##### DATA LINES

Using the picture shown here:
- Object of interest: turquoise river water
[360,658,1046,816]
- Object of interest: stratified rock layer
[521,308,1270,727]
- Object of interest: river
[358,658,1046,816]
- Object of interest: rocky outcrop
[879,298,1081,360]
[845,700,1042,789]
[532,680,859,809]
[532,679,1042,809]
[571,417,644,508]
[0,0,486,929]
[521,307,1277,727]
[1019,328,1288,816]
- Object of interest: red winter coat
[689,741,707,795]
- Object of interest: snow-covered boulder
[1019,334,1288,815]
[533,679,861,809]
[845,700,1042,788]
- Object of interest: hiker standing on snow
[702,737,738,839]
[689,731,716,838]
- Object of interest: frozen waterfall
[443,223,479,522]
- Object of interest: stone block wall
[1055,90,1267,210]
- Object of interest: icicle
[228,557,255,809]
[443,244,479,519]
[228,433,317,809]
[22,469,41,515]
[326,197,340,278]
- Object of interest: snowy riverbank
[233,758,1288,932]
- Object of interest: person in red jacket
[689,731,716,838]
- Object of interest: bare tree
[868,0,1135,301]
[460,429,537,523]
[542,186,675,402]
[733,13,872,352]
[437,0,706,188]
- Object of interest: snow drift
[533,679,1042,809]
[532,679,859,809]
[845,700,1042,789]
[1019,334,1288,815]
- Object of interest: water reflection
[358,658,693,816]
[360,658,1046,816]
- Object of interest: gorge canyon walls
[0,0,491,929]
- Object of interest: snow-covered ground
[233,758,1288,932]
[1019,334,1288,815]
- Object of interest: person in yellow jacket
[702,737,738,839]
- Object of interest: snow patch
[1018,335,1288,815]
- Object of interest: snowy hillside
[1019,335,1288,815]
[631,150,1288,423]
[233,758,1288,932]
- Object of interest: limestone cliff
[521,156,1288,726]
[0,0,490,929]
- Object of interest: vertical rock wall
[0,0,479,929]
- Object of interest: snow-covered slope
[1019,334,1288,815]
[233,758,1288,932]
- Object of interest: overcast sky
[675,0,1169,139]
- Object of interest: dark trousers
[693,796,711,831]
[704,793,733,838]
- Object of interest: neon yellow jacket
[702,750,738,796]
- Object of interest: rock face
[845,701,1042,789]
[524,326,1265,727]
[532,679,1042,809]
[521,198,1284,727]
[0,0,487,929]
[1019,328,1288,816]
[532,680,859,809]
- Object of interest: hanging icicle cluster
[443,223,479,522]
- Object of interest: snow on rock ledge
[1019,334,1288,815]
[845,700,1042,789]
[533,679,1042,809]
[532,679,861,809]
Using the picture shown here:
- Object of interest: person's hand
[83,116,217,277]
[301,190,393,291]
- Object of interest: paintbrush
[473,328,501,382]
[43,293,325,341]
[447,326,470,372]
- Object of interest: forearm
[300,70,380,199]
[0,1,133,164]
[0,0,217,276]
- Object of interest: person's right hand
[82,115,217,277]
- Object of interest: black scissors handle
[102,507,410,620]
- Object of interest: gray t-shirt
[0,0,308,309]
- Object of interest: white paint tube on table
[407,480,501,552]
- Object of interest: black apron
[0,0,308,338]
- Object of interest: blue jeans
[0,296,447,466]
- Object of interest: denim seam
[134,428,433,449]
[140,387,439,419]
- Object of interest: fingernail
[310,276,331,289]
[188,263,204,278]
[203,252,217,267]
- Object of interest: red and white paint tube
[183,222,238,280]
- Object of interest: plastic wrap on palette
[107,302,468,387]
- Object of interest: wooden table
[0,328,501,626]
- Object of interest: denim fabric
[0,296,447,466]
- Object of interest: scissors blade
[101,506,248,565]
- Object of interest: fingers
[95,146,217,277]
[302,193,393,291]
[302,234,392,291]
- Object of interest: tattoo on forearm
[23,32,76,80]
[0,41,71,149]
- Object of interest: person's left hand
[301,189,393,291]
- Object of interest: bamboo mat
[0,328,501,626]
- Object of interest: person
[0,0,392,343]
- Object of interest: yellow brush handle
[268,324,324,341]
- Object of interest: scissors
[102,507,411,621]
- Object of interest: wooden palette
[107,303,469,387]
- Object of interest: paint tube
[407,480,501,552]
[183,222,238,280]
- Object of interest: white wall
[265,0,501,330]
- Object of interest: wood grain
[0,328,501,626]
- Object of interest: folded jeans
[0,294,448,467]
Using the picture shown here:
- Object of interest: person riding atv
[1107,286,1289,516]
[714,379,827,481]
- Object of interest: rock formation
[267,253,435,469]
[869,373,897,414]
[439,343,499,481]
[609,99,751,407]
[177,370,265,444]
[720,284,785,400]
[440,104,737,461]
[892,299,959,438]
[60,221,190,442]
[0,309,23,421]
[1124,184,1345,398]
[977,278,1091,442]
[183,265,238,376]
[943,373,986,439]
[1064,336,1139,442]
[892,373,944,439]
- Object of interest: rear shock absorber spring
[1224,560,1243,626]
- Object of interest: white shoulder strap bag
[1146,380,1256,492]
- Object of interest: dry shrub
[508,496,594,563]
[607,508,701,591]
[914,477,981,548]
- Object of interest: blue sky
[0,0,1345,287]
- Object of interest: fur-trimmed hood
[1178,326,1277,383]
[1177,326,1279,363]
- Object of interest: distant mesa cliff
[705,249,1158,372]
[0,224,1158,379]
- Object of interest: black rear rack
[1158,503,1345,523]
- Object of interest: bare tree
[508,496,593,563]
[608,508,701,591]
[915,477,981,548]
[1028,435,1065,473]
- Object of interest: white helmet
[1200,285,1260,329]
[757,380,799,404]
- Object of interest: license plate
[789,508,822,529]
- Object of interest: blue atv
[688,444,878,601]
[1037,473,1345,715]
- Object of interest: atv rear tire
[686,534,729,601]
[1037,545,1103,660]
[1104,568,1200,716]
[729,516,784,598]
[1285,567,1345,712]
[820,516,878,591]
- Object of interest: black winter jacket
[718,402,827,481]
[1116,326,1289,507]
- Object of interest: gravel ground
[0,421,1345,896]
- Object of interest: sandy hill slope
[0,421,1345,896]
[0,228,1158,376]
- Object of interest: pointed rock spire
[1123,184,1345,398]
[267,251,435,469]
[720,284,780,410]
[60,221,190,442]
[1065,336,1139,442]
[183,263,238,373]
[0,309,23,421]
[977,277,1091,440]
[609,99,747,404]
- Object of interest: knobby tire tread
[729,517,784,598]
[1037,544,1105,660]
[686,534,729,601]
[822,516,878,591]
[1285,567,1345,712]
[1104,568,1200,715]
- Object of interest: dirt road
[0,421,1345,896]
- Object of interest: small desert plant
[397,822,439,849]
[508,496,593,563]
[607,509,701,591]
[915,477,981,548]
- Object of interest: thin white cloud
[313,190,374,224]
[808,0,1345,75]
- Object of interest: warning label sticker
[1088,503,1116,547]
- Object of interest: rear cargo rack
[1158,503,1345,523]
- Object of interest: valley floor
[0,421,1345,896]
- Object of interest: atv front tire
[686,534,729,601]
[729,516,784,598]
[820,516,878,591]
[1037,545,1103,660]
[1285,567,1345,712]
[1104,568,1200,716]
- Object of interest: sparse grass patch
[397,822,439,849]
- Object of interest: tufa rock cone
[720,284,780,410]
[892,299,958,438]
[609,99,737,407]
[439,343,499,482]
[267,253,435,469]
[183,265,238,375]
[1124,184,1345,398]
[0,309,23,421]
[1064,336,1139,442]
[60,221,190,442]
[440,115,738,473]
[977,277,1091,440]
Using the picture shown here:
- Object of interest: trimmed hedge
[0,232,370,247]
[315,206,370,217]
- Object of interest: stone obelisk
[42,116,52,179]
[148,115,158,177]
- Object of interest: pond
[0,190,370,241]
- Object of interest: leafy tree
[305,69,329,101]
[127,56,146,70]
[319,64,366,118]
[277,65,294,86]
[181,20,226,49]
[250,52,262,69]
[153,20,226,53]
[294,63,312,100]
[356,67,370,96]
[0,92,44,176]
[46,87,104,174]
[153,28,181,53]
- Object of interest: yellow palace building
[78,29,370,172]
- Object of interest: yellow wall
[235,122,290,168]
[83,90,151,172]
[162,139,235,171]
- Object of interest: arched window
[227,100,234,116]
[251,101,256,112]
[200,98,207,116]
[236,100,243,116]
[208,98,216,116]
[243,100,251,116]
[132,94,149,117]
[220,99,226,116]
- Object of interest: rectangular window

##########

* [WRITTEN REQUEST]
Take the listing between the lines holding "- Object of interest: limestone cliff" and "[0,0,308,338]", inclusive, and rename "Object of interest" as "Target item". Return only those lines, with nothing else changed.

* [RESPONSE FOR THIS EXERCISE]
- Target item: limestone cliff
[521,156,1288,726]
[0,0,490,929]
- Target item: vertical rock wall
[0,0,479,929]
- Target item: snow-covered slope
[1019,334,1288,815]
[233,758,1288,932]
- Target item: overcast sky
[675,0,1169,139]
- Target item: dark trousers
[693,796,711,831]
[704,793,733,838]
- Target item: neon yellow jacket
[702,750,738,796]
- Target item: rock face
[845,701,1042,789]
[524,326,1265,727]
[532,679,1042,809]
[521,198,1284,727]
[0,0,487,929]
[1019,328,1288,816]
[532,680,859,809]
- Target item: hanging icicle cluster
[443,223,479,522]
- Target item: snow on rock ledge
[1019,334,1288,815]
[845,700,1042,789]
[533,679,1042,809]
[532,679,861,809]
Using the picture shown here:
- Target item: person's hand
[83,116,217,277]
[301,190,393,291]
- Target item: paintbrush
[473,328,501,382]
[43,293,325,341]
[447,326,470,372]
- Target item: forearm
[300,70,380,199]
[0,1,133,164]
[0,0,217,276]
- Target item: person's right hand
[82,115,217,277]
- Target item: black scissors handle
[102,507,410,620]
- Target item: gray t-shirt
[0,0,308,309]
- Target item: white paint tube on table
[407,480,501,552]
- Target item: black apron
[0,0,308,338]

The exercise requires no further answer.